Fragmento de lectura:
········
Stephen Hawking es el científico más famoso del mundo sin necesidad de haber ganado un premio Nobel. Quería descifrar el Universo por completo, y no iba por mal camino a falta de unos siglos más de residencia en la tierra. La biología se lo puso difícil al cosmólogo, o poeta de la física. Tenía que haber fallecido medio siglo atrás, según las estadísticas de su enfermedad degenerativa. O hace treinta, según las opiniones en contra de una vida que obliga a renunciar a la mínima autonomía.

Hawking es el contraargumento de Ramón Sampedro. Encarna la libertad del ser humano para ennoblecer las condiciones más adversas, y transformar cada infierno en un paraíso. Recluido mentalmente, el físico inglés nos recuerda que los agujeros negros son las entidades, porque cuesta llamarlos cuerpos o astros, más fascinantes del Universo. Los ilumina.

De hecho, Hawking decreta la muerte de los agujeros negros por radiación de la información que contienen, antes de propiciar uno de esos virajes meridianos que solo tolera la cosmología. El Universo se expande, o se contrae, o permanece invariable según la escuela en boga. El científico eligió la rama donde mejor podía desplegar un sentido del humor brutal dadas sus circunstancias.

Nació trescientos años después de la muerte de Galileo, y ocupó la cátedra de Isaac Newton antes de alcanzar los cuarenta. Nunca se hubiera sometido a la condición de víctima, soslayada con un comportamiento tiránico que su primera esposa calificó de relación sadomasquista. Con Hawking en la contradictoria posición dominante. Su despotismo estaba suavizado por un recurso infinito a la ironía, que lo reduce a malvado o malicioso según la bondad del espectador.

Almacenaba la energía de un agujero negro, estaba condenado a disiparla con una lentitud suprema. Hawking pertenece a la estirpe de los excéntricos glosados por John Stuart Mill, que impiden con su aguijón que la sociedad degenere en rebaño. Nada de lo cual ocuparía hoy a medio mundo de no ser por el libro más comprado y menos leído de la historia. Se tituló Una breve historia del tiempo salvo en castellano, donde fue agrandado a un pomposo Historia del tiempo que todavía asusta más al lector.

El ordenador de Hawking ha dejado de latir, por respetar su concepción de la muerte y su rechazo a creer en "cuentos de hadas" una vez que el cableado cerebral sufre una avería irreparable. El científico se acomodaba a la posición exquisitamente inglesa de no temer a la desaparición ni tener ningunas ganas de que se produjera.

Hawking fue escuchado, y sus ideas no eran las peores que puede atender un mundo afincado en el laconismo binario. Al igual que sucede cada vez que fallece un científico respetable, cobra actualidad el epitafio que Einstein brindó a los familiares de su amigo y colega Michele Besso. "Las personas como nosotros, que creen en la Física, saben que la distinción entre pasado, presente y futuro es solo una ilusión tozudamente persistente".
········
Consigna de trabajo:
Actualiza el texto sobre Stephen Hawking: copia el pasaje que va desde "De hecho, Hawking" hasta "dadas sus circunstancias.", ambos incluidos, cambiando "la cosmología" por "la astrofísica".
········
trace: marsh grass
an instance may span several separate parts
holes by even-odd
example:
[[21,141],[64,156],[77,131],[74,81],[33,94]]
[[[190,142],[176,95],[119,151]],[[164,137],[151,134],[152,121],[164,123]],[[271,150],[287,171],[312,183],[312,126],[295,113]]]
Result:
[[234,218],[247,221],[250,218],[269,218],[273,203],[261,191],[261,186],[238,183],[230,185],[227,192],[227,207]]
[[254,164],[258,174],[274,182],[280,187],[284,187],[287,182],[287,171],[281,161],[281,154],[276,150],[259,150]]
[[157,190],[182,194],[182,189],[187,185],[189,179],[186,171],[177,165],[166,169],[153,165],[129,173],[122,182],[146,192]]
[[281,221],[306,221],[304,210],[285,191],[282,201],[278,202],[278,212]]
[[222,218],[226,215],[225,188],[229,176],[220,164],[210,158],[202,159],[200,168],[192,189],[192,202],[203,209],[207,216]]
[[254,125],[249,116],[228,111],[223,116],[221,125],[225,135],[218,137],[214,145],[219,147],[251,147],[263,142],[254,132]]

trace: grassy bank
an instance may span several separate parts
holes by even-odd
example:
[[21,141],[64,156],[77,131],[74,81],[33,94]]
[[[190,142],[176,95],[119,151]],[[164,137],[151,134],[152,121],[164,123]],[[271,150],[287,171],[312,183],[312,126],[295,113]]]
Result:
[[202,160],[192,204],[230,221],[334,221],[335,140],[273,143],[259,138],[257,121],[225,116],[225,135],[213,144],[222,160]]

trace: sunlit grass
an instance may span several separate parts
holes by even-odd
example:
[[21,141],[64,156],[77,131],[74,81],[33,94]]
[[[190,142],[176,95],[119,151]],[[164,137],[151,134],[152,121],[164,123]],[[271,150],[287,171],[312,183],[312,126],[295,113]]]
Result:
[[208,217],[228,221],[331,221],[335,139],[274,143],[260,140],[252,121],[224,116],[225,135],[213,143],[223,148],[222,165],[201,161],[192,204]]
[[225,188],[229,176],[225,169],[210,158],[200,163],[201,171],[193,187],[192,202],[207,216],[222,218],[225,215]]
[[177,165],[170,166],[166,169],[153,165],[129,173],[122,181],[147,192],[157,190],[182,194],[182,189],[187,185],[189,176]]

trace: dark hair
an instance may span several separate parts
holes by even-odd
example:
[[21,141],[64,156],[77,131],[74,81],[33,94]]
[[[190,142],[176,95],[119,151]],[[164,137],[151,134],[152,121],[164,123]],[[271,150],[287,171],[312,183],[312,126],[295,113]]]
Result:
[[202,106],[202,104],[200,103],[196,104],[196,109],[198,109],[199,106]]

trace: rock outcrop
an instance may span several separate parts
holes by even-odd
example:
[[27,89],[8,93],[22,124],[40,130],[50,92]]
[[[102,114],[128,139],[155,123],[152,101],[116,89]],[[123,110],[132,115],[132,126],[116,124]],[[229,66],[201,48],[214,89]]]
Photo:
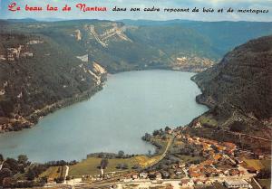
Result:
[[190,132],[269,152],[271,73],[272,36],[267,36],[235,48],[219,64],[194,76],[203,92],[197,100],[210,110],[193,121]]

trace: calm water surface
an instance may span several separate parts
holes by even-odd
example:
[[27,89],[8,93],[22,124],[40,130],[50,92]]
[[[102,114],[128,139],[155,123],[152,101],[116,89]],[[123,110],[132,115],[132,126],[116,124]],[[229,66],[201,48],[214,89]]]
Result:
[[59,109],[36,127],[0,135],[0,153],[31,160],[81,160],[93,152],[146,154],[145,132],[188,124],[208,109],[193,73],[171,71],[109,75],[104,89],[90,99]]

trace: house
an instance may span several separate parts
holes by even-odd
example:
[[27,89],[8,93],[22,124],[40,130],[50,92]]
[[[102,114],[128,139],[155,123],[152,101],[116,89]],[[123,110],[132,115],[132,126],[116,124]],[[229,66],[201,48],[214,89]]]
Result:
[[196,185],[202,185],[203,184],[203,182],[199,179],[195,180],[194,183],[195,183]]
[[252,188],[252,186],[245,180],[226,180],[224,182],[228,188]]
[[178,168],[178,169],[176,169],[175,173],[176,173],[176,175],[181,175],[181,174],[183,174],[183,171],[182,171],[182,169]]
[[162,175],[160,172],[156,173],[156,180],[161,180],[162,179]]
[[189,179],[182,179],[180,183],[180,185],[181,185],[182,187],[191,187],[194,185],[194,183]]
[[229,170],[229,175],[239,175],[240,172],[238,169],[231,169],[231,170]]
[[160,173],[163,179],[167,179],[170,177],[170,174],[167,171],[161,171]]
[[145,172],[141,172],[141,173],[140,173],[139,175],[140,175],[140,178],[146,179],[149,175]]
[[131,178],[132,179],[138,179],[138,174],[137,173],[133,173],[133,174],[131,174]]

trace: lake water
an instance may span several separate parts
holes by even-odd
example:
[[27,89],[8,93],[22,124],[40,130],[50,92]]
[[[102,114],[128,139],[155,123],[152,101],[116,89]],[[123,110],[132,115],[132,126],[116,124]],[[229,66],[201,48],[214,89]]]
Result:
[[26,154],[36,162],[81,160],[93,152],[147,154],[153,146],[146,133],[189,123],[208,109],[193,73],[143,71],[109,75],[102,90],[90,99],[59,109],[36,127],[0,135],[0,153]]

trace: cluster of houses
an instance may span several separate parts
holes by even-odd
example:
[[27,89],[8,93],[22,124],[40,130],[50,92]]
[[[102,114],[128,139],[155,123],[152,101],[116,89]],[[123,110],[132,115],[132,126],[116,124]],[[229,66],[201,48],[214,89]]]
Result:
[[[44,43],[44,41],[39,40],[32,40],[29,41],[26,44],[33,45],[33,44],[40,44]],[[27,46],[26,45],[26,46]],[[34,56],[34,53],[31,52],[26,51],[24,45],[19,45],[18,47],[7,48],[6,55],[0,54],[0,61],[15,61],[19,58],[31,58]]]
[[202,156],[206,157],[205,161],[188,167],[189,177],[238,176],[245,174],[244,170],[238,169],[238,162],[234,157],[237,150],[235,144],[189,136],[182,136],[182,138],[189,144],[200,146]]

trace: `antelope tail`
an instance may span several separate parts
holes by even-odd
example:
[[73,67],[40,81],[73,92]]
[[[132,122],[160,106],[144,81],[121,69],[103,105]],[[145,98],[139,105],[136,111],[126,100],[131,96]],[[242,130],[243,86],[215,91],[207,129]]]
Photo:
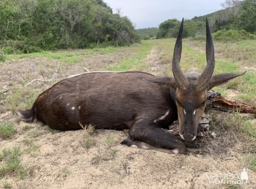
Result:
[[26,109],[23,111],[19,110],[17,113],[21,117],[22,120],[24,121],[35,122],[37,120],[35,114],[36,110],[35,104],[34,103],[31,109]]

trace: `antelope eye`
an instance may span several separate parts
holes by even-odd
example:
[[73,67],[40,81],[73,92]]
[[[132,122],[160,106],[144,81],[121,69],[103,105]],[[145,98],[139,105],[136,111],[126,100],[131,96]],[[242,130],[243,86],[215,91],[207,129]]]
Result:
[[178,103],[179,104],[181,104],[181,103],[180,103],[180,102],[179,101],[179,100],[178,100],[178,99],[177,99],[177,98],[176,98],[176,101],[177,101],[177,103]]
[[206,103],[206,99],[205,99],[203,102],[203,103],[202,103],[201,106],[203,106]]

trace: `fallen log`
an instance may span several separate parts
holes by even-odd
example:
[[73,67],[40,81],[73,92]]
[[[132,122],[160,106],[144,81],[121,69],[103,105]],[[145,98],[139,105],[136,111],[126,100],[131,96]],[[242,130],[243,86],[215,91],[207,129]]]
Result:
[[228,113],[236,112],[256,115],[256,106],[229,100],[221,96],[218,92],[210,91],[207,93],[207,101],[204,111],[214,110]]
[[[245,113],[252,114],[256,116],[256,107],[247,105],[235,101],[231,101],[225,99],[218,92],[210,91],[207,93],[207,100],[204,112],[207,113],[209,110],[214,110],[229,113],[236,112]],[[211,116],[209,114],[204,114],[201,117],[198,126],[197,137],[211,136],[215,137],[216,133],[214,131],[210,129],[210,123]],[[175,121],[169,126],[167,130],[173,135],[179,136],[179,120]]]

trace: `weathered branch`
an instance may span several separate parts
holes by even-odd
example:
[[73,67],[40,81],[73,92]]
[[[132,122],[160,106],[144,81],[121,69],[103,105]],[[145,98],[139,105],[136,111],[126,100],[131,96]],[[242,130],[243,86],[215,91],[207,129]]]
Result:
[[204,111],[212,109],[228,113],[234,111],[250,113],[256,115],[256,106],[229,100],[221,96],[219,93],[210,91],[207,93],[207,101]]
[[[256,115],[256,107],[229,100],[221,96],[218,92],[213,91],[208,92],[206,104],[205,112],[213,109],[229,113],[234,111],[253,114]],[[198,137],[203,137],[209,135],[213,137],[215,137],[215,132],[210,129],[211,120],[210,115],[204,114],[202,115],[198,127],[197,134]],[[179,121],[174,122],[171,125],[169,126],[169,130],[168,130],[174,135],[179,136]]]
[[0,93],[0,95],[4,93],[7,93],[7,92],[8,92],[8,91],[9,91],[10,90],[10,89],[3,89],[2,88],[0,88],[0,89],[1,90],[4,90],[4,91]]
[[56,70],[54,70],[54,72],[53,73],[53,77],[52,77],[52,78],[50,79],[49,79],[49,80],[38,80],[38,79],[34,79],[34,80],[32,80],[32,81],[31,81],[29,83],[26,84],[25,86],[25,87],[26,87],[28,85],[29,85],[30,84],[31,84],[32,83],[33,83],[34,82],[35,82],[35,81],[44,82],[45,83],[47,83],[48,82],[51,82],[51,81],[52,81],[52,80],[53,80],[55,78],[55,76],[56,75],[56,74],[58,73],[59,70],[59,66],[60,66],[60,64],[59,64],[59,62],[58,63],[58,65],[57,66],[57,69]]
[[[209,115],[203,114],[201,120],[199,123],[197,129],[197,137],[203,137],[209,134],[215,136],[215,133],[210,130],[210,123],[212,117]],[[171,125],[169,126],[169,129],[168,130],[171,133],[174,135],[179,136],[179,121],[173,122]]]

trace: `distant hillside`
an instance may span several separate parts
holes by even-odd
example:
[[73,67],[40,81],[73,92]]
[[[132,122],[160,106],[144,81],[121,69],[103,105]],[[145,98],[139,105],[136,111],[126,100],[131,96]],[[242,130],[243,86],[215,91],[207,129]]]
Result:
[[[186,32],[184,31],[183,37],[204,35],[207,17],[213,33],[221,30],[218,34],[225,34],[227,38],[231,35],[242,33],[244,37],[242,38],[254,38],[254,35],[252,35],[256,33],[256,0],[226,1],[221,5],[224,8],[222,10],[185,20],[184,30]],[[168,19],[160,23],[156,38],[176,37],[180,25],[180,21],[175,18]],[[231,31],[226,32],[227,31]]]
[[158,31],[157,28],[148,28],[137,30],[141,38],[143,40],[148,40],[156,35]]

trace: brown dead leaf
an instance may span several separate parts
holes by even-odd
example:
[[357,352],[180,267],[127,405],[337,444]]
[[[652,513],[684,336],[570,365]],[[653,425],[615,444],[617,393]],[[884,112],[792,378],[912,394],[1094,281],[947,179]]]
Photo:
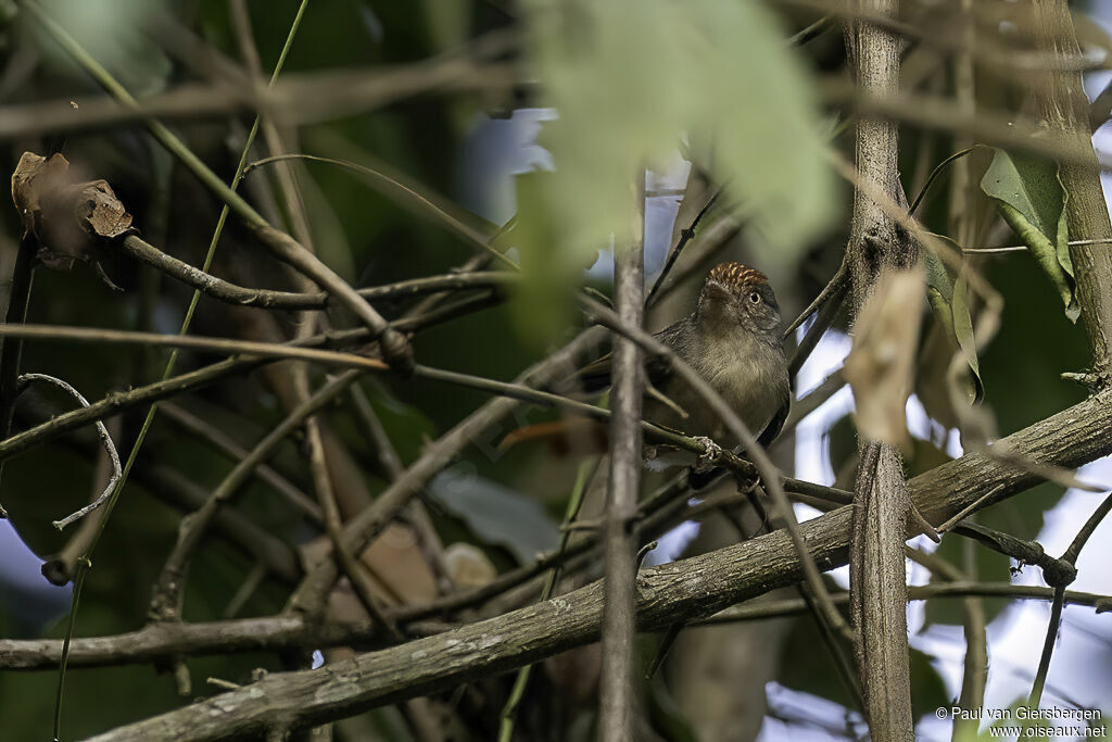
········
Resultado del ejercicio:
De hecho, Hawking decreta la muerte de los agujeros negros por radiación de la información que contienen, antes de propiciar uno de esos virajes meridianos que solo tolera la astrofísica. El Universo se expande, o se contrae, o permanece invariable según la escuela en boga. El científico eligió la rama donde mejor podía desplegar un sentido del humor brutal dadas sus circunstancias.